* **Passage to read**
Vaknin explained that, until now, most researchers believed that this technology did not reach the Land of Israel until much later, with the Roman conquest. Until that time the inhabitants used sun-dried mud bricks.

“Thus, when bricks are found in an archaeological excavation, several questions must be asked,” he said. “First, have the bricks been fired, and if so, were they fired in a kiln prior to construction or in situ, in a destructive conflagration event? Our method can provide conclusive answers.”

The new method relies on measuring the magnetic field recorded and ‘locked’ in the brick as it burned and cooled down.

The clay from which the bricks were made contains millions of ferromagnetic particles – minerals with magnetic properties that behave like so many tiny ‘compasses’ or magnets. In a sun-dried mud brick the orientation of these magnets is almost random, so that they cancel out one another. Therefore, the overall magnetic signal of the brick is weak and not uniform. Heating to 200°C or more, as happens in a fire, releases the magnetic signals of these magnetic particles and, statistically, they tend to align with the earth’s magnetic field at that specific time and place. When the brick cools down, these magnetic signals remain locked in their new position and the brick attains a strong and uniformly oriented magnetic field, which can be measured with a magnetometer. This is a clear indication that the brick has, in fact, been fired.

* **What this exercise asks**
• 1. Repeat the passage on fired bricks from "Vaknin explained that, until" to "sun-dried mud bricks.", swapping "sun-dried mud bricks" for "unfired clay bricks".
• 2. Carry on the passage about fired bricks and their magnetic signals from the point where it stops.

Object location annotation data
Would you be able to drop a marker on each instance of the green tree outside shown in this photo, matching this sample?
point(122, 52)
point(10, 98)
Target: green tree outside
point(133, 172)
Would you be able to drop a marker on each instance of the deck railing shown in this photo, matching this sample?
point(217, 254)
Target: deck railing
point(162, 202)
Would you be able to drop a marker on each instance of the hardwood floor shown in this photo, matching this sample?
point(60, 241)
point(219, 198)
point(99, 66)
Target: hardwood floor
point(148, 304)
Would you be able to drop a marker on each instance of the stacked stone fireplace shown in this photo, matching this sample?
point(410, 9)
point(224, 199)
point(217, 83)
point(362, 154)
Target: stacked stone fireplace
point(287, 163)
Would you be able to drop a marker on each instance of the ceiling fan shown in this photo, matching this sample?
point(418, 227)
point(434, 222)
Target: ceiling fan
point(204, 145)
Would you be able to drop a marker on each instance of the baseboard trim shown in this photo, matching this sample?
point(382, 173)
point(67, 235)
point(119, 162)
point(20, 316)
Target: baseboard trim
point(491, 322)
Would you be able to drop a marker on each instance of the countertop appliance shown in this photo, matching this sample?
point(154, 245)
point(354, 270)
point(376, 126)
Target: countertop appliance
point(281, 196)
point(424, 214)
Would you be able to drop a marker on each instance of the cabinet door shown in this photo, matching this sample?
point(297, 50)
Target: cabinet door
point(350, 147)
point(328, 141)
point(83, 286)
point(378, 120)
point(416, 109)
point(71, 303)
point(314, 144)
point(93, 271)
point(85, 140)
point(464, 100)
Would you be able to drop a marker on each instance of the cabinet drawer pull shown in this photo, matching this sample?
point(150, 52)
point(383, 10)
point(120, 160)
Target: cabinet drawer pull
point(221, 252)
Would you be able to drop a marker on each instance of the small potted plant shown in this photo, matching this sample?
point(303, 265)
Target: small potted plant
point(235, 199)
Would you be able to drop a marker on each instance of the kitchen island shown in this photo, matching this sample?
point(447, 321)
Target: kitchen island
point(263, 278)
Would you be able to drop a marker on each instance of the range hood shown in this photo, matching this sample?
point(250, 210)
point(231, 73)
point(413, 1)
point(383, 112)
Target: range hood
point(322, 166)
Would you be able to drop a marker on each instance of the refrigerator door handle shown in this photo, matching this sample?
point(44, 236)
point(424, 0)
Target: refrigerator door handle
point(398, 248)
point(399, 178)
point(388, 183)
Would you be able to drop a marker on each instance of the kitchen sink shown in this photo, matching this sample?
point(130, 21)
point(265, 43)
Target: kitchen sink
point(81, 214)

* **Responses for each task**
• 1.
Vaknin explained that, until now, most researchers believed that this technology did not reach the Land of Israel until much later, with the Roman conquest. Until that time the inhabitants used unfired clay bricks.

• 2.
After proving the method’s validity, the researchers applied it to a specific archaeological dispute: was a specific brick structure discovered at Tell es-Safi – identified as the Philistine city of Gath, home of Goliath – built of pre-fired bricks or burned on location? The prevalent hypothesis, based on the Old Testament, historical sources, and Carbon-14 dating attributes the destruction of the structure to the devastation of Gath by Hazael, King of Aram Damascus, around 830 BCE.

However, a previous paper by researchers including Prof. Maeir, head of the Tell es-Safi excavations, proposed that the building had not burned down, but rather collapsed over decades, and that the fired bricks found in the structure had been fired in a kiln prior to construction. If this hypothesis were correct, this would be the earliest instance of brick-firing technology discovered in the Land of Israel.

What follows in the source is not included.